Can you write out the records below word for word, from the line with "Note: indicate the river" up to and including the line with "<point>9,547</point>", and leave any pictures out of your answer?
- - -
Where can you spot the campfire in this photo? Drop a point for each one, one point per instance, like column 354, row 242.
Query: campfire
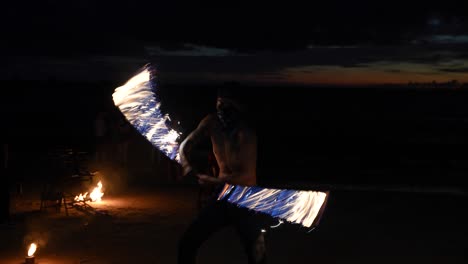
column 30, row 259
column 94, row 196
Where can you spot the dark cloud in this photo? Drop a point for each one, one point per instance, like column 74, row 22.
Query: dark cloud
column 456, row 70
column 56, row 27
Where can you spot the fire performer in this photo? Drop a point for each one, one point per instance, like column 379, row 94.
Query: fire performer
column 234, row 144
column 234, row 141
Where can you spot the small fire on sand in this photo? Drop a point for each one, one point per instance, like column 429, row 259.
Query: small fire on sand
column 30, row 258
column 94, row 196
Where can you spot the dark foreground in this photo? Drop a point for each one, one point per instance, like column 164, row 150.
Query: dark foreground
column 142, row 226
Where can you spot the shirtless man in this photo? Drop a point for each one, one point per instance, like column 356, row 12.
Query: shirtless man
column 234, row 144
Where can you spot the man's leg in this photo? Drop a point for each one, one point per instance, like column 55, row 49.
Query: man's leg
column 250, row 226
column 210, row 220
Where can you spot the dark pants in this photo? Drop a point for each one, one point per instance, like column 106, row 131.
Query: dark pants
column 220, row 214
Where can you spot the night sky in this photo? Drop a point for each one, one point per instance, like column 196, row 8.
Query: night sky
column 361, row 42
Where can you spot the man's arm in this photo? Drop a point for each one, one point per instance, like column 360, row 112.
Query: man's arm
column 186, row 147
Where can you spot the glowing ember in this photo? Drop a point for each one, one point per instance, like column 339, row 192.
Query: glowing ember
column 81, row 197
column 32, row 249
column 97, row 193
column 94, row 196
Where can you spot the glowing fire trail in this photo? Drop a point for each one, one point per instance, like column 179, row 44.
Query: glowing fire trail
column 94, row 196
column 139, row 104
column 32, row 249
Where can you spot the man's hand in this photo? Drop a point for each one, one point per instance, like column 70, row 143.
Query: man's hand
column 204, row 179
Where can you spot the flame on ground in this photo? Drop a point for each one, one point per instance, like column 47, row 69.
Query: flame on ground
column 97, row 193
column 32, row 249
column 94, row 196
column 81, row 197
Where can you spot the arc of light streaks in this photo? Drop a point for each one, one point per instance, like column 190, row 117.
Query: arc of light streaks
column 138, row 102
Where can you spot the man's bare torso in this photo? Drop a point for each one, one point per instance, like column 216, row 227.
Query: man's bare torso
column 236, row 153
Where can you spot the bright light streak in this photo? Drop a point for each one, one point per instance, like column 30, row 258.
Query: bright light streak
column 32, row 249
column 138, row 102
column 294, row 206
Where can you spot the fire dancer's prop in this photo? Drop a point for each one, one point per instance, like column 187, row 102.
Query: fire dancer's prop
column 30, row 259
column 139, row 103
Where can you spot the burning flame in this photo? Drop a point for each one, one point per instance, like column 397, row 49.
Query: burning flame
column 294, row 206
column 32, row 249
column 94, row 196
column 81, row 197
column 97, row 193
column 138, row 102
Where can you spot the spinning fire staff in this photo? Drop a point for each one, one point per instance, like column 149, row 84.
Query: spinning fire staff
column 234, row 143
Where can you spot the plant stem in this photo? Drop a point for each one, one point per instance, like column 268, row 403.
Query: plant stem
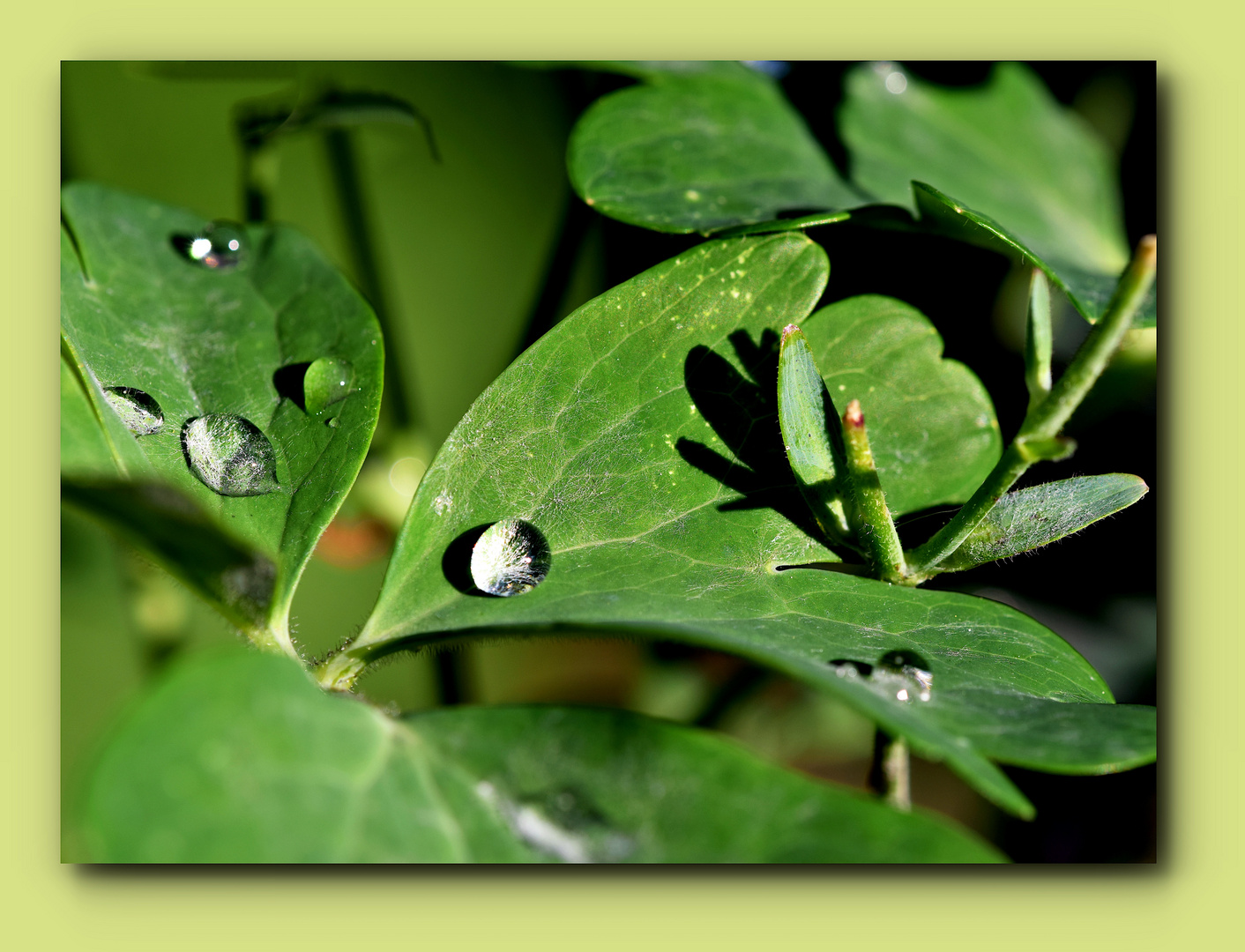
column 876, row 528
column 1037, row 437
column 1037, row 340
column 359, row 242
column 891, row 774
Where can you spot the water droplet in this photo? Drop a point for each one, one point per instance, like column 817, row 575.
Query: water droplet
column 229, row 455
column 138, row 411
column 220, row 247
column 899, row 673
column 511, row 558
column 326, row 381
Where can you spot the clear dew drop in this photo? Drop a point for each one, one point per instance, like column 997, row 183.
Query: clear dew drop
column 328, row 381
column 903, row 674
column 218, row 247
column 229, row 455
column 511, row 558
column 138, row 410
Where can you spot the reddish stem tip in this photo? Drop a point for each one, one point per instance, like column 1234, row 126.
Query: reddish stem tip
column 854, row 416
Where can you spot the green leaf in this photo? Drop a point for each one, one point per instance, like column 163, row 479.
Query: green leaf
column 238, row 758
column 809, row 422
column 1087, row 292
column 698, row 152
column 931, row 425
column 1042, row 514
column 84, row 446
column 226, row 571
column 640, row 438
column 209, row 346
column 1006, row 148
column 1030, row 177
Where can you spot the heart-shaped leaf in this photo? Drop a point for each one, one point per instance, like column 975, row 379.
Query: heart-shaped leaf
column 238, row 758
column 1042, row 514
column 212, row 332
column 931, row 423
column 700, row 151
column 639, row 444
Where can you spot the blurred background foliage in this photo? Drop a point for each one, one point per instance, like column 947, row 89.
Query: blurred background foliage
column 456, row 219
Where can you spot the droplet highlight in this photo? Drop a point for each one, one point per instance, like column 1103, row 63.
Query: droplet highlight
column 138, row 410
column 220, row 247
column 511, row 558
column 326, row 381
column 229, row 455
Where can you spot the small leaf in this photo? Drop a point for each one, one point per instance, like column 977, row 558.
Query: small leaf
column 700, row 151
column 1008, row 148
column 238, row 758
column 931, row 423
column 220, row 353
column 809, row 420
column 1042, row 514
column 1087, row 292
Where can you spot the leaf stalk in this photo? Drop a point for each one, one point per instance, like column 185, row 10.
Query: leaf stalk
column 1039, row 437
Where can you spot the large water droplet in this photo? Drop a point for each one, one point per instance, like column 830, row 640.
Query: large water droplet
column 220, row 245
column 511, row 558
column 138, row 410
column 326, row 381
column 229, row 455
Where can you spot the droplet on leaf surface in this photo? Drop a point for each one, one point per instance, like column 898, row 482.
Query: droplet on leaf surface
column 220, row 247
column 326, row 381
column 229, row 455
column 138, row 410
column 511, row 558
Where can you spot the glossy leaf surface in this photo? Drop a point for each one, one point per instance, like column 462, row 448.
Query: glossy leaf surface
column 239, row 758
column 1030, row 178
column 1042, row 514
column 1087, row 292
column 700, row 151
column 931, row 423
column 1006, row 148
column 139, row 313
column 640, row 438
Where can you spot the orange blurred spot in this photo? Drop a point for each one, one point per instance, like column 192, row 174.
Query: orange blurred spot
column 351, row 543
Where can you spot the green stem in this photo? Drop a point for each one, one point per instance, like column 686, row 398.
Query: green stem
column 1039, row 435
column 891, row 774
column 876, row 528
column 1037, row 340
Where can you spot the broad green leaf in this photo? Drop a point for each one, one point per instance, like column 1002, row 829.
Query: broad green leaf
column 1087, row 292
column 1008, row 148
column 931, row 423
column 209, row 346
column 238, row 758
column 1030, row 177
column 1042, row 514
column 698, row 152
column 84, row 446
column 639, row 438
column 224, row 570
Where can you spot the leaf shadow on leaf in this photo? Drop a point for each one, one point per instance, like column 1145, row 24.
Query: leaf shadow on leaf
column 745, row 414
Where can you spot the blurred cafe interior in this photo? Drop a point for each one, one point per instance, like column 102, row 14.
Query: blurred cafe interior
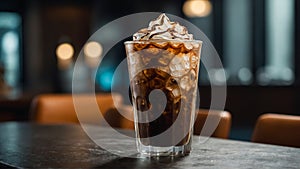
column 258, row 42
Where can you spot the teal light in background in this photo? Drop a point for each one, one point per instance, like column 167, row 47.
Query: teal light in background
column 104, row 78
column 10, row 28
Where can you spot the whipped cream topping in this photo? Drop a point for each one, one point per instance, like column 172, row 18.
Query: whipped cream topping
column 163, row 28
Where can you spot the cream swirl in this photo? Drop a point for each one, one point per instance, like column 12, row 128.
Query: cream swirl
column 163, row 28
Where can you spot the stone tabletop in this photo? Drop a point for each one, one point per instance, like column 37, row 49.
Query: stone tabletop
column 28, row 145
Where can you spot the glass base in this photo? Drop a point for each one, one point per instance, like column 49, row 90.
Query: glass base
column 153, row 151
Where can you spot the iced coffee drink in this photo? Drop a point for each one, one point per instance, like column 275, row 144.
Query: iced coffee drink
column 163, row 62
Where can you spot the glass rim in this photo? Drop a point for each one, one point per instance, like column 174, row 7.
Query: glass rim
column 163, row 40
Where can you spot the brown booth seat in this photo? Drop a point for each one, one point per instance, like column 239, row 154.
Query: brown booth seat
column 59, row 108
column 277, row 129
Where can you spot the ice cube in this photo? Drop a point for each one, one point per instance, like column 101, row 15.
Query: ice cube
column 179, row 65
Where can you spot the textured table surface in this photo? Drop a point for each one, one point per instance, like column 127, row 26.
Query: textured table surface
column 27, row 145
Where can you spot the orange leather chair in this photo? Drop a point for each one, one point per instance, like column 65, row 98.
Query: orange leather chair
column 59, row 108
column 277, row 129
column 223, row 128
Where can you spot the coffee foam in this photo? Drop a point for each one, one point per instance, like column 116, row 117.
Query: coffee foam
column 163, row 28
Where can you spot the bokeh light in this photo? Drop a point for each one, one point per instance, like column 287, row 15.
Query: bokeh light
column 197, row 8
column 65, row 51
column 93, row 49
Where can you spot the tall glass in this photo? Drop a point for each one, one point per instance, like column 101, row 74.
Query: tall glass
column 163, row 80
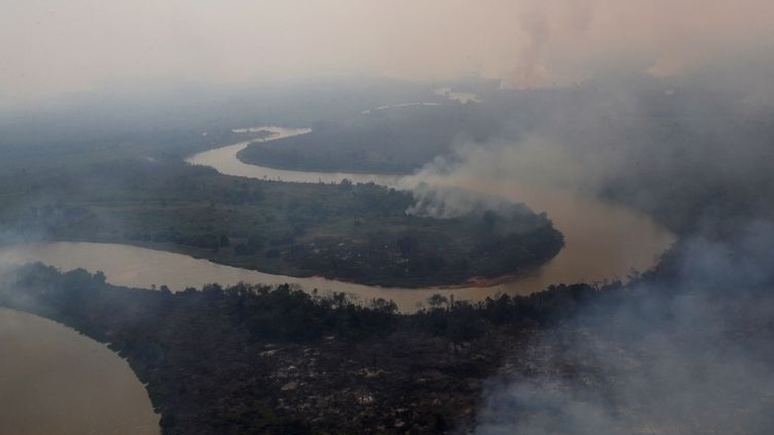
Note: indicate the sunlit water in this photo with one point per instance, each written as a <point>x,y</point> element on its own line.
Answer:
<point>54,381</point>
<point>602,241</point>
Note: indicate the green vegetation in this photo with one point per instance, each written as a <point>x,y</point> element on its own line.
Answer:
<point>257,360</point>
<point>358,233</point>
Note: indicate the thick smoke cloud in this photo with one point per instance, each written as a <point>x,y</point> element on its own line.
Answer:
<point>691,358</point>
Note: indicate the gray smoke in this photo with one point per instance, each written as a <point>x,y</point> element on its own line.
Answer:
<point>693,358</point>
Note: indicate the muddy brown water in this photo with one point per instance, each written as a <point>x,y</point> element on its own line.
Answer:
<point>54,381</point>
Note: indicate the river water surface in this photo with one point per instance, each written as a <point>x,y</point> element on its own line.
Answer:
<point>55,381</point>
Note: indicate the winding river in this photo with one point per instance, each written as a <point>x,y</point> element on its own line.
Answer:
<point>55,381</point>
<point>602,241</point>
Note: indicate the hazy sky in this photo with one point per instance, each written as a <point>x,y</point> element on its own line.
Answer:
<point>53,46</point>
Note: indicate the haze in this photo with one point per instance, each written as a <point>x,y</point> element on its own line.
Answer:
<point>51,47</point>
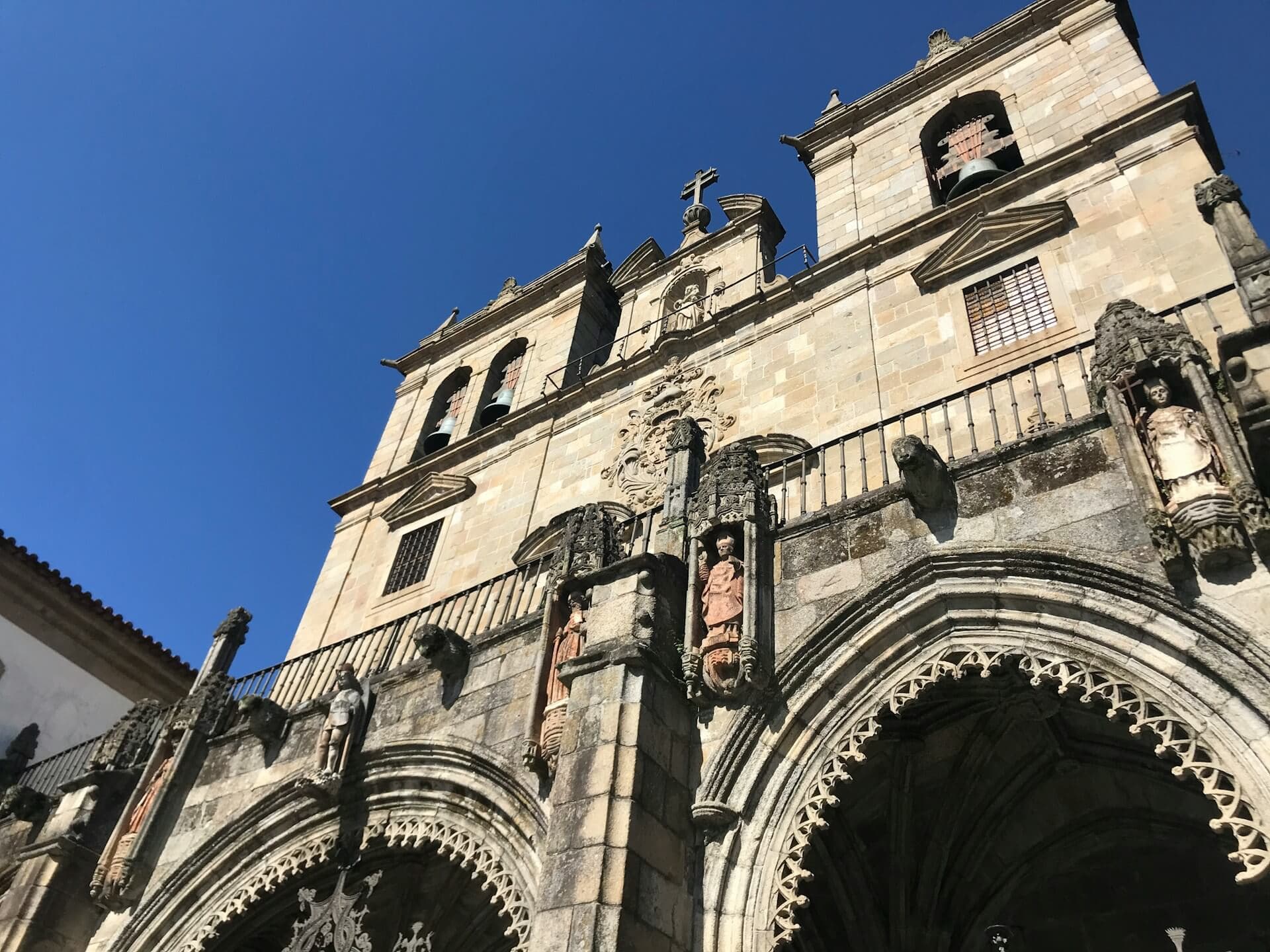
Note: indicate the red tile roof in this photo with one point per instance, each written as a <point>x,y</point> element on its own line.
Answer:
<point>9,547</point>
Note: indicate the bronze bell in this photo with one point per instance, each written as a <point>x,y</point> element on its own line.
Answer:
<point>440,437</point>
<point>498,408</point>
<point>974,173</point>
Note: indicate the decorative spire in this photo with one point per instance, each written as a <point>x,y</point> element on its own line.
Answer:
<point>593,241</point>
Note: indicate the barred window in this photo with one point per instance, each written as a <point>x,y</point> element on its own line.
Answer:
<point>413,557</point>
<point>512,372</point>
<point>1010,306</point>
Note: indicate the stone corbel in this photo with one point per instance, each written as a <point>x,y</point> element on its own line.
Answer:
<point>1245,353</point>
<point>588,543</point>
<point>925,474</point>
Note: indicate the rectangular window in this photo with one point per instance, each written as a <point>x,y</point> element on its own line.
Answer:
<point>413,557</point>
<point>1009,307</point>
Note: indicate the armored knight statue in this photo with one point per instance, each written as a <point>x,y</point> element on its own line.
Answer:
<point>723,596</point>
<point>1180,448</point>
<point>338,733</point>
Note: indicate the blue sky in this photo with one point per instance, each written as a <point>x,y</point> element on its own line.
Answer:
<point>216,218</point>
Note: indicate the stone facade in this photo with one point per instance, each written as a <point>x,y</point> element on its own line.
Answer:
<point>958,580</point>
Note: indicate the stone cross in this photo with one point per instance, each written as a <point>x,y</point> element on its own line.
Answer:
<point>698,183</point>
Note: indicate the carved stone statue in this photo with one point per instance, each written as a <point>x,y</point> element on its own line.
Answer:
<point>926,475</point>
<point>113,877</point>
<point>723,596</point>
<point>343,717</point>
<point>1180,448</point>
<point>568,640</point>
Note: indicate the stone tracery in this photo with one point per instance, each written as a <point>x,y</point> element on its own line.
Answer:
<point>1176,738</point>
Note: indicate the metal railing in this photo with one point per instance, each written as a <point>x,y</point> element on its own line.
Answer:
<point>559,377</point>
<point>999,412</point>
<point>515,594</point>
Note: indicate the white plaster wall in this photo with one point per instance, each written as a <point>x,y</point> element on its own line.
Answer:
<point>38,684</point>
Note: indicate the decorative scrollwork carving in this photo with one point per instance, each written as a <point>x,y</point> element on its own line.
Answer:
<point>404,830</point>
<point>639,470</point>
<point>1176,739</point>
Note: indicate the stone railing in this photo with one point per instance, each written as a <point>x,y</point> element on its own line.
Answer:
<point>1002,411</point>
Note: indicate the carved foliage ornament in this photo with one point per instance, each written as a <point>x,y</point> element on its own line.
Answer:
<point>1177,740</point>
<point>402,832</point>
<point>639,469</point>
<point>1127,335</point>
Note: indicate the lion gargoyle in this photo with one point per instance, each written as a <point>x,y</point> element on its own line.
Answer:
<point>926,475</point>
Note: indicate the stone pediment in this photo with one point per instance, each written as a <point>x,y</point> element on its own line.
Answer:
<point>639,260</point>
<point>433,493</point>
<point>994,235</point>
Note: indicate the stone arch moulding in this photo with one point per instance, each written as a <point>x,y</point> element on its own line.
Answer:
<point>1187,674</point>
<point>455,799</point>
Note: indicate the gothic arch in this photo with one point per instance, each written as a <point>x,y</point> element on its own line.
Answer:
<point>450,797</point>
<point>1184,673</point>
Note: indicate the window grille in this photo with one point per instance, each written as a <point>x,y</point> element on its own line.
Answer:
<point>512,372</point>
<point>413,557</point>
<point>456,400</point>
<point>1009,307</point>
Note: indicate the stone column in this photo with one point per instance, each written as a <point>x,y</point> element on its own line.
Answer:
<point>1244,354</point>
<point>686,452</point>
<point>618,861</point>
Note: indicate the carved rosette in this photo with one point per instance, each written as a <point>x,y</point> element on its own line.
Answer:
<point>727,660</point>
<point>639,469</point>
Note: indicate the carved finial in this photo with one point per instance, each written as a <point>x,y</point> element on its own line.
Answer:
<point>234,627</point>
<point>448,323</point>
<point>939,41</point>
<point>1216,190</point>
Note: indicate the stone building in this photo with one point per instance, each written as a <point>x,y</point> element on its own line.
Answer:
<point>732,600</point>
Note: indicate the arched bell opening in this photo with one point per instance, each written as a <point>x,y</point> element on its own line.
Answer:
<point>968,143</point>
<point>992,801</point>
<point>390,898</point>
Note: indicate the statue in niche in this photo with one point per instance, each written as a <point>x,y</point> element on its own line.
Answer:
<point>338,735</point>
<point>567,644</point>
<point>722,607</point>
<point>1180,448</point>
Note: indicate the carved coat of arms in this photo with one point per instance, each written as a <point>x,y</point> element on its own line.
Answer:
<point>639,470</point>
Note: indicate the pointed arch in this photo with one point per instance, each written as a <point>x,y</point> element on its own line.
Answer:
<point>1195,680</point>
<point>456,799</point>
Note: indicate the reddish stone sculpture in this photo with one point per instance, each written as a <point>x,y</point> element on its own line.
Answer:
<point>722,607</point>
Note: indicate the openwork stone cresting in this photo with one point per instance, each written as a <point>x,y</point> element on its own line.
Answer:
<point>1176,739</point>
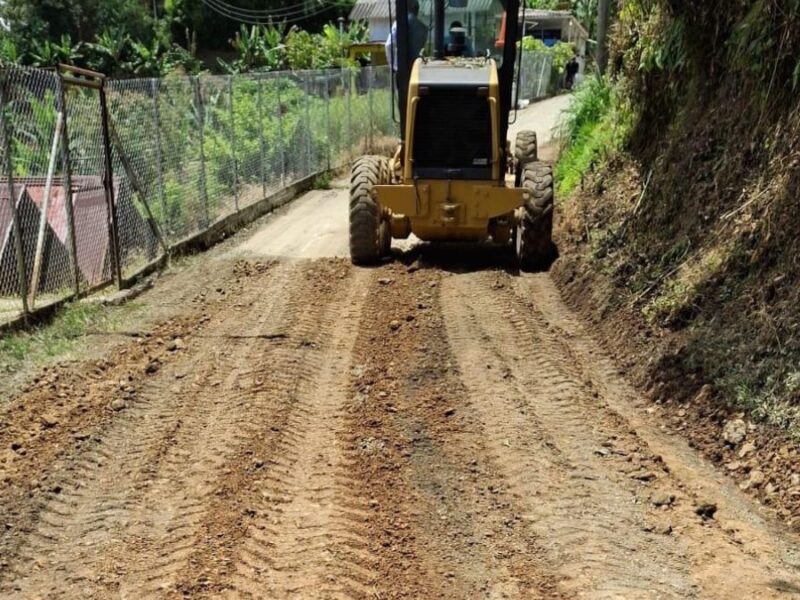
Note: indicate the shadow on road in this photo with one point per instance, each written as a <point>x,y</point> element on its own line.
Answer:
<point>461,257</point>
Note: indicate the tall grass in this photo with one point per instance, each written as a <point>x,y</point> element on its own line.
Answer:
<point>595,124</point>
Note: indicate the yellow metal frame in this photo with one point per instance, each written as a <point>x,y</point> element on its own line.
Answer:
<point>447,209</point>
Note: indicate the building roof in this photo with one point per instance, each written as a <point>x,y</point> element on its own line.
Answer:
<point>556,19</point>
<point>379,9</point>
<point>89,212</point>
<point>364,10</point>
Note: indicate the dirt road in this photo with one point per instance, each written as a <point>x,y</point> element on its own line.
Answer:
<point>306,429</point>
<point>295,427</point>
<point>315,226</point>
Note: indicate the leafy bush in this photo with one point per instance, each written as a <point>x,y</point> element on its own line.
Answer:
<point>596,124</point>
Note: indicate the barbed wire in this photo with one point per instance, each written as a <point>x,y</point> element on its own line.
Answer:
<point>261,17</point>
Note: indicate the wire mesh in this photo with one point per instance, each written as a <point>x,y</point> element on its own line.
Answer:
<point>186,152</point>
<point>535,75</point>
<point>34,232</point>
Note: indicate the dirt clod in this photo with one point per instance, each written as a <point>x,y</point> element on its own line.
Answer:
<point>706,510</point>
<point>734,432</point>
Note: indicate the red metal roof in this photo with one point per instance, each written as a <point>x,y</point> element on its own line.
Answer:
<point>89,212</point>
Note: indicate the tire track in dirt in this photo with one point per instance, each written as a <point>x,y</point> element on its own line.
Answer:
- - -
## Full answer:
Note: indicate the river water surface in this photo with one point per instance, each written as a <point>x,y</point> element on its own line.
Answer:
<point>55,381</point>
Note: indicate the winding river in this photo with one point per instance, each written as a <point>x,y</point> element on its own line.
Answer:
<point>55,381</point>
<point>602,241</point>
Note: indicate the hazy sky in this photo with one point per instance, each written as a <point>x,y</point> element on its own line.
Answer:
<point>53,46</point>
Note: indicate the haze in this photo with one point per instance, each written as a <point>x,y</point> element on its own line.
Answer:
<point>51,47</point>
Note: indicate the red tile roof in this photo with one point per instance, each written as a <point>x,y</point> element on its own line.
Answer:
<point>9,547</point>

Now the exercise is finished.